▶ **Extrait à lire**:
----
La présente décision, susceptible d’appel est contradictoire.
DISCUSSION
1- sur la mise hors de cause de Google France
La société Google France sollicite sa mise hors de cause, car elle indique ne pas être responsable du moteur de recherche « Google Web Search », qui est fourni et exploité par la société Google Inc., qui en assure la gouvernance, alors qu’elle-même n’a aucune maîtrise juridique ou technique sur celui-ci.
Elle expose qu’elle n’est en outre propriétaire ni des technologies mises en oeuvre, ni du nom de domaine Google.fr qui appartient à la société américaine et qu’elle exerce une mission de conseil et de marketing et n’a pas de maîtrise juridique ou technique du moteur de recherche et ne peut satisfaire aux demandes qui sont formulées par le SNEP. De nombreuses juridictions ont d’ailleurs ordonné sa mise hors de cause.
Le SNEP réplique que la filiale française n’est pas étrangère aux services du moteur de recherche, puisqu’elle exerce une mission commerciale relative aux services publicitaires payants AdWords et AdSense, lesquels financent les services offerts gratuitement aux internautes et que son objet social inclut notamment la fourniture de services au réseau internet.
En outre l’action est fondée sur les dispositions de l’article L336-2 du code de la propriété intellectuelle qui vise les personnes susceptibles de contribuer à remédier aux atteintes ou au risque d’atteintes invoquées.
Sur ce,
La présente action, fondée sur les dispositions de l’article L336-2 du code de la propriété intellectuelle vise à ordonner, en cas d’atteinte à un droit d’auteur ou un droit voisin, générée par le contenu d’un service de communication en ligne, « toutes mesures propres à prévenir ou à faire cesser une telle atteinte ( … ) à l’encontre de toute personne susceptible de contribuer à y remédier ». Ces dispositions sont exclusives de toute notion de faute et de responsabilité.
----
Entrées de contours étiquetées:
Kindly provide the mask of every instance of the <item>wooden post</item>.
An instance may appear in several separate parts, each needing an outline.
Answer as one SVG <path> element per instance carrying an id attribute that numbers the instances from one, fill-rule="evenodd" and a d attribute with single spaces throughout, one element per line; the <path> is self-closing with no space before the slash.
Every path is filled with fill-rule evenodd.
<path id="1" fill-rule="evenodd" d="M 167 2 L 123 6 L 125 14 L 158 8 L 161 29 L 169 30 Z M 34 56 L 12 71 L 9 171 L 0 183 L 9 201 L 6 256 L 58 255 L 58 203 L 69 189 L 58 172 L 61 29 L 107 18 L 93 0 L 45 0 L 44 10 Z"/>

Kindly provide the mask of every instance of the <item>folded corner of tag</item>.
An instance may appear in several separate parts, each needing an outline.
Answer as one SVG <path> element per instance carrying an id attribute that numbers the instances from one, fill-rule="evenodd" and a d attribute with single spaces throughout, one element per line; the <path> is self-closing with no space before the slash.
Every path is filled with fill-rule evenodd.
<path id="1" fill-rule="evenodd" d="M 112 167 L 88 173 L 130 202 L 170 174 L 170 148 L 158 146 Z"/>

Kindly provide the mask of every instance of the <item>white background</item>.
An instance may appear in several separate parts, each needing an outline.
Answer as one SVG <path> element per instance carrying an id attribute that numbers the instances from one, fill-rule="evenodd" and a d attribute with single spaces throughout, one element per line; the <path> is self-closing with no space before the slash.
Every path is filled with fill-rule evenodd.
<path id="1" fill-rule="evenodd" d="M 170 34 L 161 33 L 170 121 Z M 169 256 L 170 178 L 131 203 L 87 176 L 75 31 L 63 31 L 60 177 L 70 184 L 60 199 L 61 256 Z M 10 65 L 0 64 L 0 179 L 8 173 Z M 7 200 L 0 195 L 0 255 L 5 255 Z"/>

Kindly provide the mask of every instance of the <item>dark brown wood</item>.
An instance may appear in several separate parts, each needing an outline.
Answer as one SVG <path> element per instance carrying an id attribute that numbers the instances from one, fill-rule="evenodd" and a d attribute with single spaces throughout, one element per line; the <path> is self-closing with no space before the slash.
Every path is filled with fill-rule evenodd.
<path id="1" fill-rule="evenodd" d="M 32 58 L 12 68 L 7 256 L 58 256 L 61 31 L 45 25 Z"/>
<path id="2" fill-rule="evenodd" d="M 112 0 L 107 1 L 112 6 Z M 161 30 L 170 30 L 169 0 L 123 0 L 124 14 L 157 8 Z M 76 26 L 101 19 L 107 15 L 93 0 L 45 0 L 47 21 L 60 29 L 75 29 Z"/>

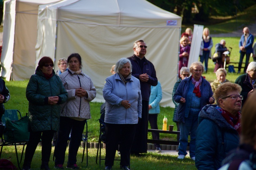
----
▶ **Tâche demandée 1**:
Veuillez présenter en CSV à deux colonnes, enonce et valeur, la partie des lignes disponibles qui va de leur début jusqu'à la ligne contenant « 167 2 L 123 », celle-ci comprise. Chaque énoncé forme un enregistrement avec sa valeur, chaque champ entre guillemets et les sauts de ligne remplacés par des espaces.
▶ **Tâche demandée 2**:
Poursuivez l'extrait sur la demande de mise hors de cause de Google France au-delà de sa dernière phrase.

▶ **Réponse rédigée 1**:
enonce,valeur
"Kindly provide the mask of every instance of the <item>wooden post</item>. An instance may appear in several separate parts, each needing an outline. Answer as one SVG <path> element per instance carrying an id attribute that numbers the instances from one, fill-rule=""evenodd"" and a d attribute with single spaces throughout, one element per line; the <path> is self-closing with no space before the slash. Every path is filled with fill-rule evenodd.","<path id=""1"" fill-rule=""evenodd"" d=""M 167 2 L 123 6 L 125 14 L 158 8 L 161 29 L 169 30 Z M 34 56 L 12 71 L 9 171 L 0 183 L 9 201 L 6 256 L 58 255 L 58 203 L 69 189 L 58 172 L 61 29 L 107 18 L 93 0 L 45 0 L 44 10 Z""/>"

▶ **Réponse rédigée 2**:
La société américaine Google Inc. est titulaire du nom de domaine google.fr et exploite le moteur de recherche et dispose de services qui sont tous localisés en Californie. (Pièce n°9 google).
Elle est liée à la société Google France SARL, son prestataire de service, suivant contrat de marketing et de prestations de service, aux termes duquel la filiale française lui fournit un support d’assistance à la vente, mais n’est pas en mesure d’agir et contracter pour le compte de la société américaine (pièce n° 1 Google).
Toutefois, la société Google France, filiale de la société américaine, quand bien même elle n’aurait pas les moyens techniques de satisfaire à la demande du SNEP, est néanmoins un intermédiaire au sens des dispositions de l’article 8 § 3 de la directive n°2001 / 29, dans la mesure où en conformité avec son objet social mentionné au kbis (pièce n° 10 SNEP), elle développe une activité commerciale, qui permet d’assurer le financement des services offerts gratuitement aux internautes et participe du fonctionnement de l’activité du moteur de recherche.
Il n’existe donc aucun motif légitime de faire droit à sa demande de mise hors de cause.
2- sur la recevabilité de l’action du SNEP
La société Google Inc. et la société Google France contestent la recevabilité de l’action du SNEP, qui n’interviendrait pas dans l’intérêt de tous ses membres et dans l’intérêt collectif de ces derniers, car les mesures sollicitées n’intéressent pas la collectivité des membres, mais uniquement trois d’entre eux, et ne concernent également que trois artistes.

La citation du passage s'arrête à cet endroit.